§ **Request A**:
Update the rental properties conversation between "The city properties—I" and "bigger deals, yeah.", inclusive, replacing "city properties" with "urban properties".
§ **Request B**:
Answer these questions about the rental properties conversation:
(i) What was the well doing over Memorial holiday weekend?
(ii) Who connected Merritt with the handyman who went out to the property?
(iii) How many boats are in Jeremy's rental business?

§ **Reading text**:
○ ○ ○ ○ ○

Merritt: Yeah, so, like, the two that are outside of my region—I've had the issue we talked about earlier, like vendor issues, right? Like, yeah, over—was it Memorial? Yeah, Memorial holiday weekend. I had a—the well was, like, kicking up dirt, and so we couldn't get a plumber out there.

I called every plumber on Google, and then I ended up—my cleaner ended up hooking me up with her handyman, who went out there. And luckily, the problem had already subsided because it was pretty much just, like, soil was kicked up because of a high water table.

But you have those more rural properties, and, like, finding a vendor in a pinch is really hard, right? Like, it's this tiny community. So, that's definitely a barrier I've been running into—finding vendors at those two more rural properties.

The city properties—I have multiple cleaning teams, multiple maintenance crews. I have a property manager here locally who is awesome. She handles, like, a lot of the communication and a lot of resolving issues. I have a guy who takes out the trash every week.

Like, the logistics of the city properties is a lot easier because it's kind of in a bigger city, and I can build out vendor teams a lot easier than I can in the rural areas.

Jeremy: Yeah, I would say so. When, Merritt, when you start buying—I know you bought some, but we've also talked about raising capital. Yes, and doing bigger deals, yeah.

So, when you do co-host, kind of having one property in one area that has its own cleaning team, its own handyman, and its own plumber is not—it's not great. But, right, when you start buying, a lot of times I consider being rural like a moat—being in a place with sparse resources. And something that means that Tech Fester, who's a $100 million short-term rental fund, they're not going to go there. They're not going to go there and launch 10 properties, right?

Merritt: Because smaller ponds

Jeremy: Well, it's a smaller pond. But it's just like the logistics required to get that operation up and running are a lot. But once you have that team—so we have properties on our lake in rural North Carolina where we own four, yeah, and we also manage four on that lake. That's also where I have a seven-boat rental business.

We have a full-time crew, right? Like, people—when we call folk, they come. Yeah. Where they probably won't come for other people because we have scale, we have the operations in place. So, we could outperform everybody. Whenever I see reviews on other properties there, they're like, "We didn't have water for three days, and they couldn't get anyone to come out." We don't have that issue—knock on wood.

Merritt: Yeah, that's good. basically—like, you have a little bit—you’re not competing against multi-million-dollar investor funds basically when you go more rural. Is that what you're saying?

Yeah, an area where you can dominate the market a little better.

Jeremy: Yeah, exactly. Where you don't have competition, or maybe you have competition, but it's not good competition.

Yes, like, you are going to be the top performer in that market, and you don't have to worry about 30 new Airbnbs popping up tomorrow. I'd say Western NC—same thing. We have a couple of properties there. We have, between our properties, kind of a handyman who loves working with us. Any issue—he’ll come out and deal with it.

○ ○ ○ ○ ○

Lines of data:
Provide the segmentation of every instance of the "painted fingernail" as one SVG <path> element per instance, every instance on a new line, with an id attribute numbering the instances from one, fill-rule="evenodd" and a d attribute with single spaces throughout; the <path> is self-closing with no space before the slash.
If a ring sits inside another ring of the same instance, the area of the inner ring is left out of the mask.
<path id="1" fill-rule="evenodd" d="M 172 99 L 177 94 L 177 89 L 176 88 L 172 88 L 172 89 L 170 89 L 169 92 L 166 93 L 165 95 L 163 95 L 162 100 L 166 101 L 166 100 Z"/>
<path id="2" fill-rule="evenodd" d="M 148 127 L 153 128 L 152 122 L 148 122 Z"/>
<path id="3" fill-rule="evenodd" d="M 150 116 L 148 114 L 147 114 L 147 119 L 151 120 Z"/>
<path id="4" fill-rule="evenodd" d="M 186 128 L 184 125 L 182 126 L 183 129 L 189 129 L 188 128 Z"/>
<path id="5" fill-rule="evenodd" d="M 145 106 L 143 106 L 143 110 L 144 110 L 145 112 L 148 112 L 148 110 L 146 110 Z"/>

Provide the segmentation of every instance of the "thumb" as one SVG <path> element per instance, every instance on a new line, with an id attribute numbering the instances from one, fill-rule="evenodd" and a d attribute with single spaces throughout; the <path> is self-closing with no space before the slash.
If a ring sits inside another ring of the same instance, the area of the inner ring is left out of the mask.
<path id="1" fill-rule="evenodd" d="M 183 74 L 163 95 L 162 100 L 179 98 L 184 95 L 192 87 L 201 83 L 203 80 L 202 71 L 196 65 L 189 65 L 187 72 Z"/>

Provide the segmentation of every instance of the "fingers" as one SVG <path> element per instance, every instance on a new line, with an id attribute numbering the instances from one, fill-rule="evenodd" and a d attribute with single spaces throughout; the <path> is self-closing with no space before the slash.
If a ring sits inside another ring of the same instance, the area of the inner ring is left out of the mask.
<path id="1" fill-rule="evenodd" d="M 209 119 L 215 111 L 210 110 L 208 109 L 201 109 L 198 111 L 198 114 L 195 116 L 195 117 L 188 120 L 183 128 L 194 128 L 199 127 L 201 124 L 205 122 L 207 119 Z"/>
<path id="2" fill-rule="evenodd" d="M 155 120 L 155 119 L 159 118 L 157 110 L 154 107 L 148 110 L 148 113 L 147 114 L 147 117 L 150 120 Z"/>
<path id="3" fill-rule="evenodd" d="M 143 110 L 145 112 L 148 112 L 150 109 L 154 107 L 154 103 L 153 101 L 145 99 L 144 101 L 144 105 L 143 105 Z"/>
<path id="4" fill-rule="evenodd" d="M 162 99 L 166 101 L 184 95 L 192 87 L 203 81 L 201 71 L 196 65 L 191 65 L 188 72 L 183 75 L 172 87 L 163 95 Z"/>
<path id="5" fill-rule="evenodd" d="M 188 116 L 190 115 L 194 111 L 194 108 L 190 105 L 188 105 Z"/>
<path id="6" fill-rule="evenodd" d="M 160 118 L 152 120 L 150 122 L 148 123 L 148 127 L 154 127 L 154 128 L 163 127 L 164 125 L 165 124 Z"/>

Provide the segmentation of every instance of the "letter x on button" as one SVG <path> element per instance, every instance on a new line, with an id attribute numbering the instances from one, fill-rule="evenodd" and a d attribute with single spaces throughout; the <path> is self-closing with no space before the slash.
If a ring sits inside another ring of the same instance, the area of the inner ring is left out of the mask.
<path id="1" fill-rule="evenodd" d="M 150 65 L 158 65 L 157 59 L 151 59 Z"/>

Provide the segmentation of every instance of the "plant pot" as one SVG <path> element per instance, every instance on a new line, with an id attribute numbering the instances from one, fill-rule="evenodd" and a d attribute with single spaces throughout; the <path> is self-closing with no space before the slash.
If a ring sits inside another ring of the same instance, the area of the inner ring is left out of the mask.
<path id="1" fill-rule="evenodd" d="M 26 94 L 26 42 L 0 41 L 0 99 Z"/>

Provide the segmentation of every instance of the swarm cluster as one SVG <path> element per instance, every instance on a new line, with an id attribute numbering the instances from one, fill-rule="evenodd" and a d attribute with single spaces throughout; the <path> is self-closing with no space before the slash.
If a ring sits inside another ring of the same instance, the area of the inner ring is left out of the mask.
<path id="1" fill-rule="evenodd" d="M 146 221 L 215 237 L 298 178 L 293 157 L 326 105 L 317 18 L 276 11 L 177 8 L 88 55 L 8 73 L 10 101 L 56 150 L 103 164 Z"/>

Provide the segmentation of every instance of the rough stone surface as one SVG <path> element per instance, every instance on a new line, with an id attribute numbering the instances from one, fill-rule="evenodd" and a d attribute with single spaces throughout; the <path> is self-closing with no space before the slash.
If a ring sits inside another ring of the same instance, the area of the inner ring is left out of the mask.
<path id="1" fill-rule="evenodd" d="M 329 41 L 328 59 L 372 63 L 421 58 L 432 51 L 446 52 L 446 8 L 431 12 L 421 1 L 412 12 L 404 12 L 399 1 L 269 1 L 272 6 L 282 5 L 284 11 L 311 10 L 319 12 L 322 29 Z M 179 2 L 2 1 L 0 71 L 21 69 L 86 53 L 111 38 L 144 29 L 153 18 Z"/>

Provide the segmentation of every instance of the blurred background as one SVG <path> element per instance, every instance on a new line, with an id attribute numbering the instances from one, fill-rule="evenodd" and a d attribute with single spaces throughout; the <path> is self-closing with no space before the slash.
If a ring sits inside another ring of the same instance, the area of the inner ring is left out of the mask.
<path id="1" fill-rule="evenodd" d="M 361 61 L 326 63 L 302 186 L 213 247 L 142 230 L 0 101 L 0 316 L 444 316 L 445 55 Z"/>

○ ○ ○ ○ ○

§ **Result A**:
The urban properties—I have multiple cleaning teams, multiple maintenance crews. I have a property manager here locally who is awesome. She handles, like, a lot of the communication and a lot of resolving issues. I have a guy who takes out the trash every week.

Like, the logistics of the urban properties is a lot easier because it's kind of in a bigger city, and I can build out vendor teams a lot easier than I can in the rural areas.

Jeremy: Yeah, I would say so. When, Merritt, when you start buying—I know you bought some, but we've also talked about raising capital. Yes, and doing bigger deals, yeah.

§ **Result B**:
(i) It was kicking up dirt.
(ii) Merritt's cleaner did.
(iii) Seven.